-- Start SOURCE EXTRACT --

Reputation: 601
I want to revert back to a specific commit ID. Restore a file I "git rm"-ed. Blow away all commits made since then. And then commit that repo. How would I do this?
Upvotes: 0
Views: 114
Reputation: 410602
$ git reset --hard <commit ID> # Will reset to a specific commit
$ git push -f <remote> # Push branch into remote, with force
Note that anyone who has cloned your repo may experience minor problems if they simply pull in your changes (since you forced the branch backwards in the commit history); they should do this to get your changes:
$ git fetch <remote>
$ git reset --hard <remote>/<branch>
Note that this will also blow away any of their changes in the current branch. However, if they have any branches made from their current branch, those branches will still have the commits you "blew away".
Upvotes: 2
Reputation: 3871
You can use git revert my_commit_id command.

-- End SOURCE EXTRACT --

• **WHAT TO DO**
a: From the git thread, quote the passage that begins with the words containing "Reputation: 601" and ends with "would I do this?".
b: List every command in the git thread that appears on a line starting with a "$" prompt, leaving out the prompt and any trailing comment.
The items that come next are not needed for anything here.

-- Start DATASET CONTENT --

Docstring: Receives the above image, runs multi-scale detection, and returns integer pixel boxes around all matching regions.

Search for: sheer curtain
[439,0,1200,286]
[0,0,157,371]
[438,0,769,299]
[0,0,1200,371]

-- End DATASET CONTENT --

• **RESULTS IN ORDER**
a:
Reputation: 601
I want to revert back to a specific commit ID. Restore a file I "git rm"-ed. Blow away all commits made since then. And then commit that repo. How would I do this?

b:
git reset --hard <commit ID>
git push -f <remote>
git fetch <remote>
git reset --hard <remote>/<branch>